§ Problem requirements
Count how many lines of the records contain the string "marker", matching case exactly. Give only the number.

Data records:

[start]

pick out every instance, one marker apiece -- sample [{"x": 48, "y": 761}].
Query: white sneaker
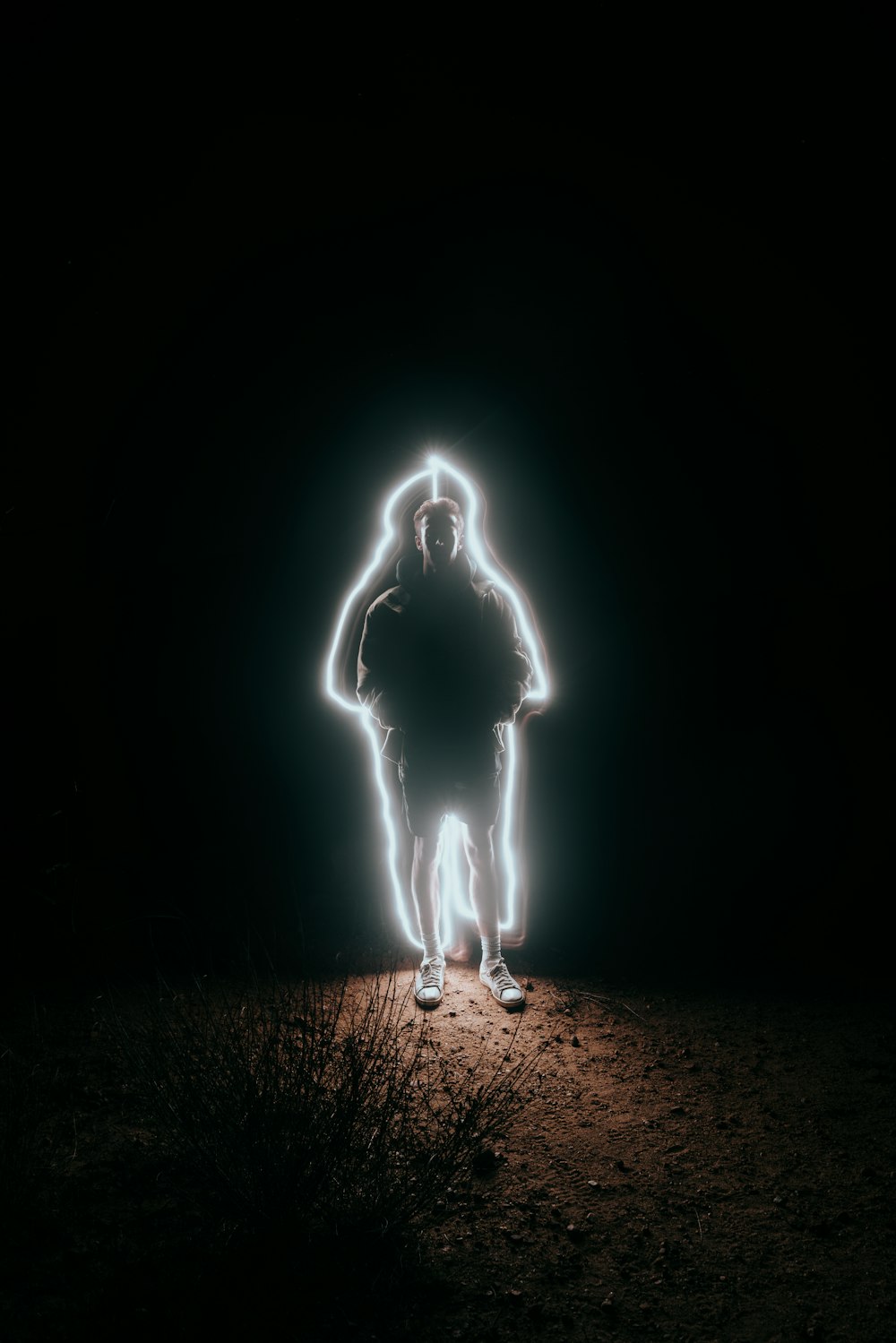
[
  {"x": 503, "y": 985},
  {"x": 430, "y": 982}
]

[end]

§ Exercise answer
1